> [Aim] Repeat the rows below from the start of the records through the line that contains "point(158, 228)", keeping both ends. Leave the pictures out of your answer.

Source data
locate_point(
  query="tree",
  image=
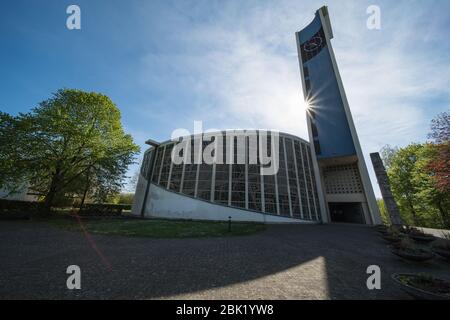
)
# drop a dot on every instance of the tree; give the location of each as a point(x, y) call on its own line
point(404, 188)
point(439, 164)
point(69, 144)
point(387, 153)
point(424, 177)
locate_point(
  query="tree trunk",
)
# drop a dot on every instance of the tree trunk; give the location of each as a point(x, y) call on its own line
point(50, 196)
point(444, 215)
point(413, 212)
point(85, 192)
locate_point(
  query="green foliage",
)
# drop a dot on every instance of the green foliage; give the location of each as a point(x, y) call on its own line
point(121, 198)
point(413, 185)
point(70, 144)
point(383, 212)
point(159, 228)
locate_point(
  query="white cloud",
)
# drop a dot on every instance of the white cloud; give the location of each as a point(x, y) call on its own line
point(245, 63)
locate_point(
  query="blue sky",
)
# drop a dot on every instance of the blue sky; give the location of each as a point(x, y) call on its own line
point(230, 64)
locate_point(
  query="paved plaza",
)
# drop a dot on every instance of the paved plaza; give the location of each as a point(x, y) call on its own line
point(283, 262)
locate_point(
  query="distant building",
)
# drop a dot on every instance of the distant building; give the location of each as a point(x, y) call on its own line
point(323, 181)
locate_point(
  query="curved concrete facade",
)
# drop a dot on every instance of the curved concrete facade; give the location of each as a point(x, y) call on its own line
point(240, 186)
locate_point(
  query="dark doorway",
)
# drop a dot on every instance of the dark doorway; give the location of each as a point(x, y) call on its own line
point(346, 212)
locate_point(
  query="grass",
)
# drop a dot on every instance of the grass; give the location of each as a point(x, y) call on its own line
point(158, 228)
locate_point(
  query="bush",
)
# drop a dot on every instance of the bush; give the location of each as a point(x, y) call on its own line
point(10, 209)
point(103, 209)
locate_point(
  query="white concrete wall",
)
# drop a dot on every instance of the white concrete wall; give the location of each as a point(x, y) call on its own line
point(166, 204)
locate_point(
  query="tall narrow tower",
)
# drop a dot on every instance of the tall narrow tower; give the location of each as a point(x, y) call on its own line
point(343, 180)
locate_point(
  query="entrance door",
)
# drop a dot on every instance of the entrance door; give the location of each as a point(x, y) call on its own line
point(346, 212)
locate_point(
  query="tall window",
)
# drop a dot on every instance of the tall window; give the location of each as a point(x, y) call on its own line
point(204, 177)
point(222, 182)
point(238, 176)
point(158, 161)
point(190, 172)
point(254, 176)
point(175, 176)
point(270, 199)
point(295, 204)
point(167, 161)
point(301, 179)
point(283, 196)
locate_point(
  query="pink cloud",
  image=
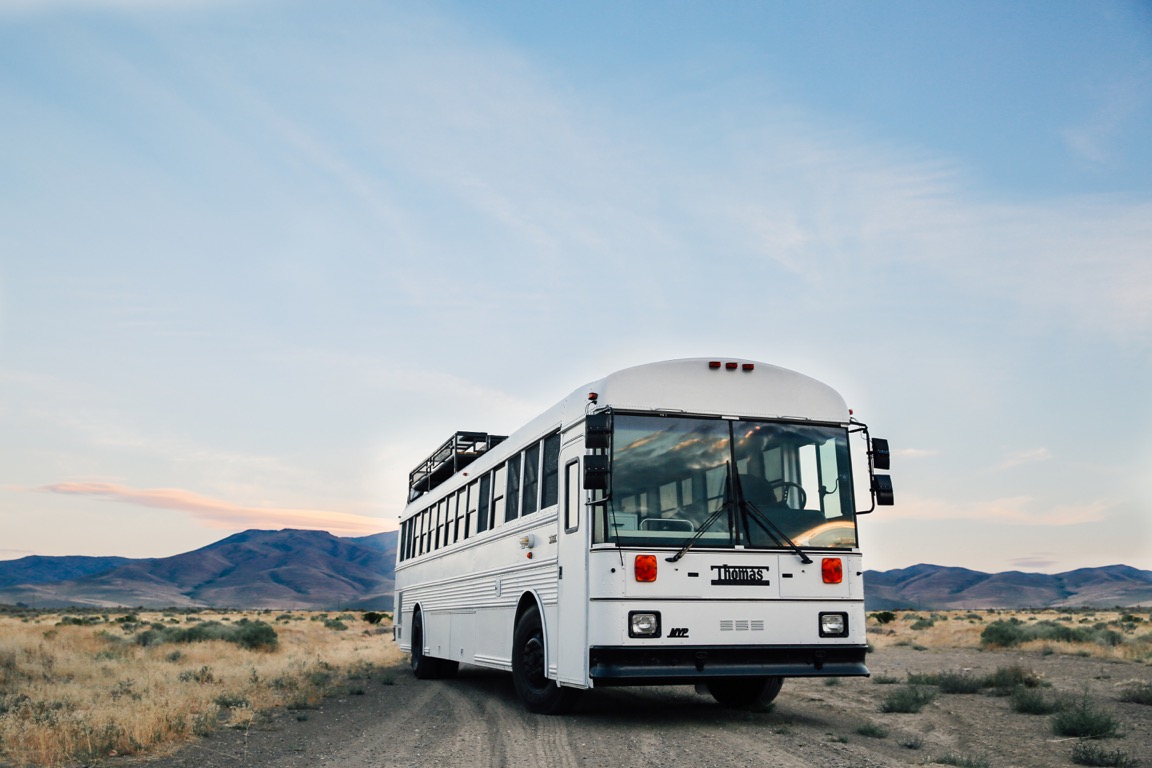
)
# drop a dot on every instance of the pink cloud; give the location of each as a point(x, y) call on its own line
point(221, 514)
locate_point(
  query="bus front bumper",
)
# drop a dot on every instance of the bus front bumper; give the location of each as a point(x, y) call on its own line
point(639, 666)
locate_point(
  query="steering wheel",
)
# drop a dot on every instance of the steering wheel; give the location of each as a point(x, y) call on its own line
point(801, 494)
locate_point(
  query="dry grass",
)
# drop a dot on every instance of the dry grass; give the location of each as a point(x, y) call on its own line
point(1121, 633)
point(75, 692)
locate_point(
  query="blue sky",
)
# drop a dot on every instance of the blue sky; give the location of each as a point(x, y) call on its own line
point(258, 258)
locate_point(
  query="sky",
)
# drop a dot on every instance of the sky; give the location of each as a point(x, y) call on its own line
point(258, 259)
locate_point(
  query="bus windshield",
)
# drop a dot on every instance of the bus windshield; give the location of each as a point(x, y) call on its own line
point(717, 480)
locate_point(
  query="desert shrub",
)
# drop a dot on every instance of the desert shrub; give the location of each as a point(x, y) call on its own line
point(873, 731)
point(910, 699)
point(961, 683)
point(962, 761)
point(203, 675)
point(1082, 719)
point(1030, 701)
point(1003, 635)
point(232, 701)
point(1008, 678)
point(1137, 693)
point(254, 636)
point(1088, 753)
point(914, 742)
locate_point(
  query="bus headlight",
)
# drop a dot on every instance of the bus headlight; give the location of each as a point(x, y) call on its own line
point(833, 625)
point(644, 624)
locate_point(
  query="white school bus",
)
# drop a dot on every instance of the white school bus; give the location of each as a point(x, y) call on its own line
point(687, 522)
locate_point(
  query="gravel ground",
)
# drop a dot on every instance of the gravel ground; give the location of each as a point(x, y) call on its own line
point(477, 721)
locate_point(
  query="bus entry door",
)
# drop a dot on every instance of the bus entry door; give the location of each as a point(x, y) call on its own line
point(571, 624)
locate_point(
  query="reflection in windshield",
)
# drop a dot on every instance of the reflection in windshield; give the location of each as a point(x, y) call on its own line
point(675, 478)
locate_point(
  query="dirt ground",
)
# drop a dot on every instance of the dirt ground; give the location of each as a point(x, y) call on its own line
point(476, 720)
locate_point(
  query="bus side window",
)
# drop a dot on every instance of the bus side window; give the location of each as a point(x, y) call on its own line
point(551, 473)
point(470, 510)
point(484, 504)
point(531, 478)
point(512, 497)
point(424, 532)
point(571, 495)
point(499, 484)
point(461, 511)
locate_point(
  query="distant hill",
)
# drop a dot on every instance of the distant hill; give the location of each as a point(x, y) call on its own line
point(316, 570)
point(255, 569)
point(37, 569)
point(933, 586)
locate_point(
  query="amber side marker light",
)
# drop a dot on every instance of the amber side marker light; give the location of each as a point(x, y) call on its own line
point(832, 569)
point(645, 568)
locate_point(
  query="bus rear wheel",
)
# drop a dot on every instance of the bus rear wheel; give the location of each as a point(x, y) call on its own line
point(424, 668)
point(745, 692)
point(533, 687)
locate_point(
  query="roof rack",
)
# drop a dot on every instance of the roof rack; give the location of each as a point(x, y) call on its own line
point(455, 454)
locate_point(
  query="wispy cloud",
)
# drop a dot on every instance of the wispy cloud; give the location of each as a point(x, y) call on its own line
point(915, 453)
point(1037, 561)
point(1093, 139)
point(1021, 457)
point(1015, 510)
point(220, 514)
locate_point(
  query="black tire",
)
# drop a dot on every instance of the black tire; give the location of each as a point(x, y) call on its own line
point(424, 668)
point(745, 692)
point(529, 675)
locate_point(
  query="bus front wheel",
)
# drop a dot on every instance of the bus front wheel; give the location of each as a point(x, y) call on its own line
point(745, 692)
point(538, 693)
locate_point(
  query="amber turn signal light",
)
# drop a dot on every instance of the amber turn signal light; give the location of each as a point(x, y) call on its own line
point(832, 569)
point(645, 568)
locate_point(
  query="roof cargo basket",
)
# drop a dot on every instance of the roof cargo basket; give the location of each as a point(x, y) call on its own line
point(459, 451)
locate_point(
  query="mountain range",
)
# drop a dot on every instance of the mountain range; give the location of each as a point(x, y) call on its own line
point(285, 569)
point(294, 569)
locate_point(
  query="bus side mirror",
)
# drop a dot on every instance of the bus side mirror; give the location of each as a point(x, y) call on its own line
point(881, 487)
point(880, 457)
point(598, 431)
point(596, 472)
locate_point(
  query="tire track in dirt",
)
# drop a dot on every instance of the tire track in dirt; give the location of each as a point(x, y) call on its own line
point(477, 721)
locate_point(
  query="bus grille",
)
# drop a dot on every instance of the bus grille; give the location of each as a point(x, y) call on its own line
point(741, 625)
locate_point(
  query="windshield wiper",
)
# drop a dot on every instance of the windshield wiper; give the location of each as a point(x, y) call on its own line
point(768, 526)
point(777, 534)
point(712, 518)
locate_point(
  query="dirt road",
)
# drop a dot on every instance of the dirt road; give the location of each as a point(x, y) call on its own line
point(477, 721)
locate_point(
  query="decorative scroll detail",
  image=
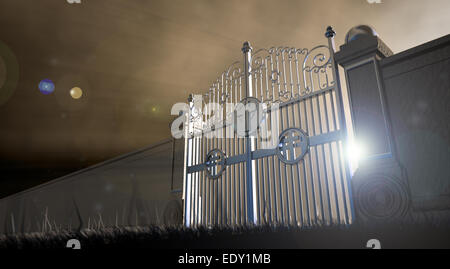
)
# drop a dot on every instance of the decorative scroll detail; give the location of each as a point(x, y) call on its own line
point(284, 73)
point(278, 75)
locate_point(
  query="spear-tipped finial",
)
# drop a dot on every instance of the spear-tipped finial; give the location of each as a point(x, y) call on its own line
point(246, 47)
point(330, 32)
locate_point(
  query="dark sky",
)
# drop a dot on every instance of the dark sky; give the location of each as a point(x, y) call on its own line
point(133, 59)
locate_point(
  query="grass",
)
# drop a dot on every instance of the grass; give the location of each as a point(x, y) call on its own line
point(391, 235)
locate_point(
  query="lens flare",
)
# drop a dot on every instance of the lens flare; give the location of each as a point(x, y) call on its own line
point(46, 86)
point(356, 153)
point(76, 92)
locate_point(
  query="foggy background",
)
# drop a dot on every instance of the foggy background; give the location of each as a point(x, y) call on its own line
point(135, 59)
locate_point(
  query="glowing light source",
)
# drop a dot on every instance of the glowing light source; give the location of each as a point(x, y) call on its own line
point(76, 92)
point(356, 152)
point(46, 86)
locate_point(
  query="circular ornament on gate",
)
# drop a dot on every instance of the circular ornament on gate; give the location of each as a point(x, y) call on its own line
point(292, 146)
point(215, 163)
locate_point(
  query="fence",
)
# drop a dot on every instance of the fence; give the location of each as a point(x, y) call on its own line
point(265, 144)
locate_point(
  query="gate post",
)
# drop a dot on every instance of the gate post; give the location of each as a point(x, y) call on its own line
point(330, 34)
point(250, 142)
point(380, 188)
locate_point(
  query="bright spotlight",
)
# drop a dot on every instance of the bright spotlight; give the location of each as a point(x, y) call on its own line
point(356, 153)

> [Reply to the task]
locate_point(
  query="tree",
  image=
)
# drop a dot on every instance of the tree; give the location of each as a point(x, y) call on its own line
point(404, 188)
point(439, 164)
point(69, 144)
point(387, 153)
point(424, 177)
locate_point(
  query="tree trunk",
)
# drop a dot on every instance of the tree trunk; give the location of each as a point(x, y) call on its own line
point(50, 196)
point(444, 215)
point(413, 212)
point(85, 192)
locate_point(
  query="green foliage",
)
# drop a dot on every instance of the green foliage; give the location of each as a point(x, y) call on its own line
point(121, 198)
point(413, 185)
point(70, 144)
point(383, 212)
point(159, 228)
locate_point(
  query="white cloud",
)
# drop a dot on every instance of the white cloud; give the location of each as a point(x, y) call on its own line
point(245, 63)
locate_point(
  query="blue sky",
)
# drop a dot on every instance of the blue sky; give the location of each as a point(x, y) call on its own line
point(230, 64)
locate_point(
  query="paved plaza",
)
# drop a dot on every instance of the paved plaza; give the location of each as a point(x, y) call on its own line
point(283, 262)
locate_point(
  query="distant building",
)
# drop a dot on every instance of the distant building; give the location of each as a point(x, y) call on its own line
point(323, 181)
locate_point(
  query="curved concrete facade",
)
# drop a dot on every instance of the curved concrete facade; give the location of each as a point(x, y) call on its own line
point(240, 186)
locate_point(
  query="dark doorway",
)
# drop a dot on every instance of the dark doorway; give the location of each as a point(x, y) call on its own line
point(346, 212)
locate_point(
  query="grass",
)
# drop a dot on every instance of the grass; give the location of each as a point(x, y) call on its own line
point(158, 228)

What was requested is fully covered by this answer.